┌─ Provided entries
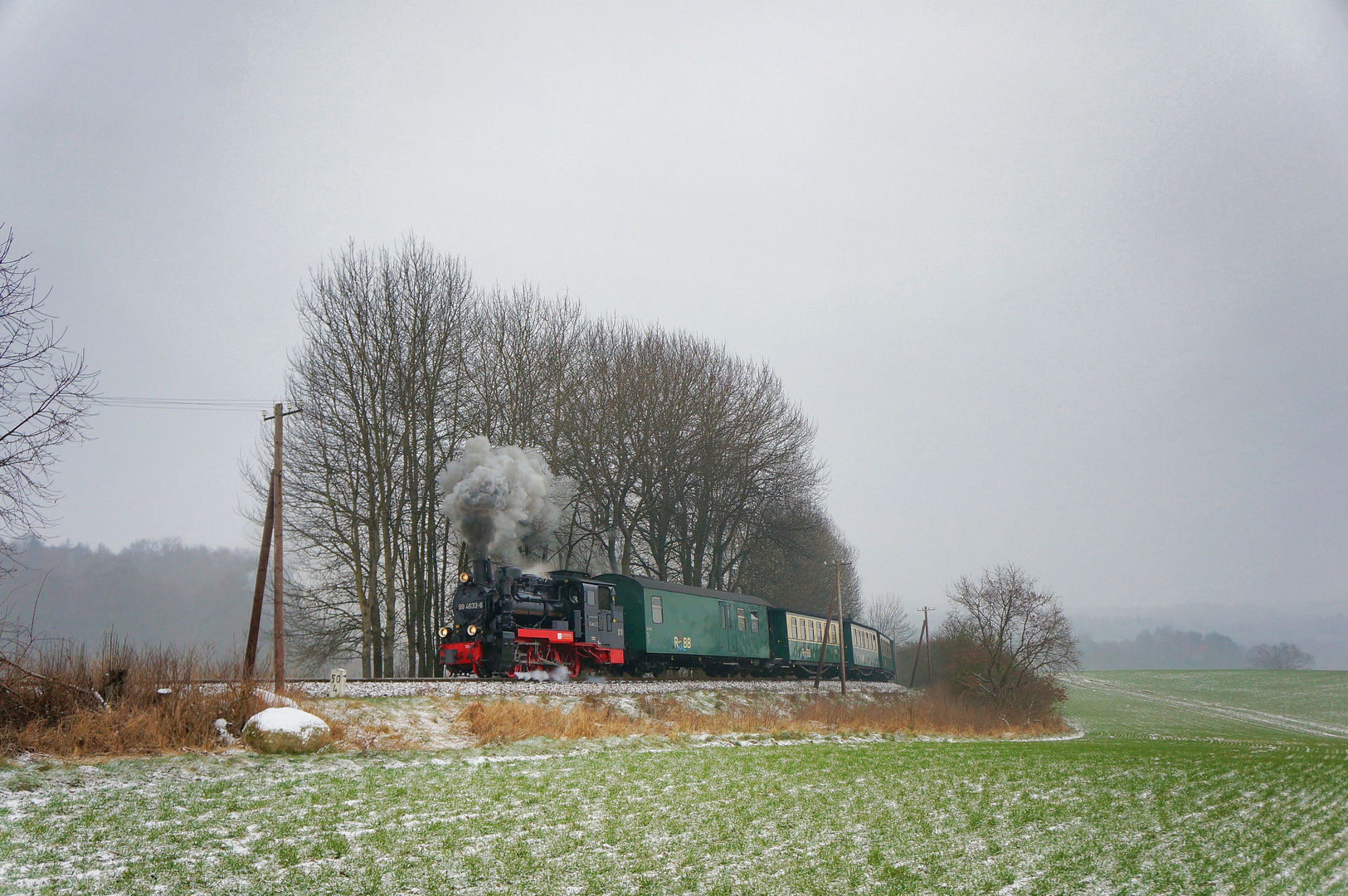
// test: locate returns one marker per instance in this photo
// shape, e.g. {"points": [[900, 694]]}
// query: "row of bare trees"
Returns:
{"points": [[674, 458]]}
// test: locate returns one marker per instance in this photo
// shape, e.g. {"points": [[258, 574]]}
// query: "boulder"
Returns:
{"points": [[284, 729]]}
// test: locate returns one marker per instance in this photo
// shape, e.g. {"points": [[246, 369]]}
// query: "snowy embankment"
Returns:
{"points": [[582, 688]]}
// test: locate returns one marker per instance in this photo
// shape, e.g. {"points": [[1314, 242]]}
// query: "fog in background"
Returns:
{"points": [[1061, 283]]}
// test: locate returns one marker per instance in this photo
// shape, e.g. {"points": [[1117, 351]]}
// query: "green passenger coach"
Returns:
{"points": [[679, 626]]}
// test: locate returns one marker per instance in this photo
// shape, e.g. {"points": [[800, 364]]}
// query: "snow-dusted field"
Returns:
{"points": [[1115, 811], [470, 688]]}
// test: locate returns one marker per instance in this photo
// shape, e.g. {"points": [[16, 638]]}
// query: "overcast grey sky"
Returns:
{"points": [[1061, 283]]}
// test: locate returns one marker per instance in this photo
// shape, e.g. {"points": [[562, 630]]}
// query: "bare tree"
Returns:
{"points": [[1281, 656], [886, 613], [673, 457], [45, 397], [1007, 636]]}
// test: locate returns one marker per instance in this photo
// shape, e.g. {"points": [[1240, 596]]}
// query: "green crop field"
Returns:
{"points": [[1181, 783]]}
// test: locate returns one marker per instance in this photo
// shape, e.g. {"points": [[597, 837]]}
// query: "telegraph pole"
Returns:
{"points": [[925, 635], [271, 542], [837, 570]]}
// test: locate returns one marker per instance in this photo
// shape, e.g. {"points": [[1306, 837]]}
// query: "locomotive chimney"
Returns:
{"points": [[483, 572]]}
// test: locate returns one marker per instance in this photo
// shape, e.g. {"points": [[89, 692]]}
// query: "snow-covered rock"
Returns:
{"points": [[284, 729]]}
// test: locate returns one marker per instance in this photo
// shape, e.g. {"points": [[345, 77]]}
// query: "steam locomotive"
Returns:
{"points": [[535, 627]]}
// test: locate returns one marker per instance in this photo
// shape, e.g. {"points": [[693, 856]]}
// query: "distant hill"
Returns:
{"points": [[1165, 648], [151, 592]]}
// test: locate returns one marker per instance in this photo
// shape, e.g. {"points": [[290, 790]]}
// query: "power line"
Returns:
{"points": [[183, 405]]}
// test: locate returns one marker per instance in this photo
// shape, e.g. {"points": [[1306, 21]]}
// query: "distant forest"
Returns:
{"points": [[151, 592], [1165, 648]]}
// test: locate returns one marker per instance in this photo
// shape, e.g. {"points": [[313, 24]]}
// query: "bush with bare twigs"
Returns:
{"points": [[60, 701]]}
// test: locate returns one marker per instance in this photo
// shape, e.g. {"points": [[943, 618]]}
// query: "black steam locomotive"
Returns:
{"points": [[509, 623]]}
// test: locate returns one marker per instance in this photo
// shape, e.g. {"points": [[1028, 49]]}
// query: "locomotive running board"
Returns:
{"points": [[556, 636]]}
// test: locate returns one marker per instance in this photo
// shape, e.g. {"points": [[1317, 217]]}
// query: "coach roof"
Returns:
{"points": [[701, 592]]}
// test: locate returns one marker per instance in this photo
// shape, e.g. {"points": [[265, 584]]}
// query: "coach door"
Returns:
{"points": [[723, 632]]}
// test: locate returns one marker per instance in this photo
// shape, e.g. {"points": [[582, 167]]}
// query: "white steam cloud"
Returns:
{"points": [[496, 496]]}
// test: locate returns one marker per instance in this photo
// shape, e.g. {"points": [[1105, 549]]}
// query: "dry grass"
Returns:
{"points": [[125, 701], [929, 714]]}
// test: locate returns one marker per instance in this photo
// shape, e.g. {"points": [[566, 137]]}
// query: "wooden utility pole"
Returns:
{"points": [[278, 601], [271, 543], [922, 636], [837, 569]]}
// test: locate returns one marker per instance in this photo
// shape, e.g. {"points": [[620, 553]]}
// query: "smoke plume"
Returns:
{"points": [[496, 496]]}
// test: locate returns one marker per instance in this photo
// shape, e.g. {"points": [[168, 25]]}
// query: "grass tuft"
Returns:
{"points": [[937, 713]]}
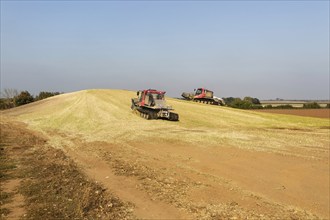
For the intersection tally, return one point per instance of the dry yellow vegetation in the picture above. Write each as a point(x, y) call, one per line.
point(215, 162)
point(105, 115)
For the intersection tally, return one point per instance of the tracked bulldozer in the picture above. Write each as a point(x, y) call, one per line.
point(151, 104)
point(204, 96)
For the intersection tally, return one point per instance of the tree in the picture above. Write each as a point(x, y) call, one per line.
point(311, 105)
point(44, 95)
point(23, 98)
point(9, 93)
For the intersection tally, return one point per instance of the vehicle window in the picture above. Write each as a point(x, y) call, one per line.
point(157, 96)
point(199, 91)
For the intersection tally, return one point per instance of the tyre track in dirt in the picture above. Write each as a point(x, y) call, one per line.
└─
→ The problem
Output the line containing "the dry yellow" and all lines after it to the end of the records, exactly as given.

→ The solution
For the intersection tally, return one point per instance of the dry yellow vegetation in the picture above. Write each as a point(x, y) call, one per line.
point(215, 162)
point(105, 115)
For the intersection tally, return one point per instance of the tracked bulldozer in the picture above. Write each as a point(x, y) call, one per line.
point(151, 104)
point(204, 96)
For the intersection tally, return one point per instance of the tree in the picture above. Write each as a point(x, y) call, one per line.
point(311, 105)
point(44, 95)
point(23, 98)
point(9, 93)
For the intersection tally, return one point per instance of the vehicle window in the picture above. Write each as a point(x, y) call, one per line.
point(157, 96)
point(199, 91)
For the intersection tally, return one point per instance of the tyre track in dirt in the picture above. Write each as a point(x, y) call, one per line.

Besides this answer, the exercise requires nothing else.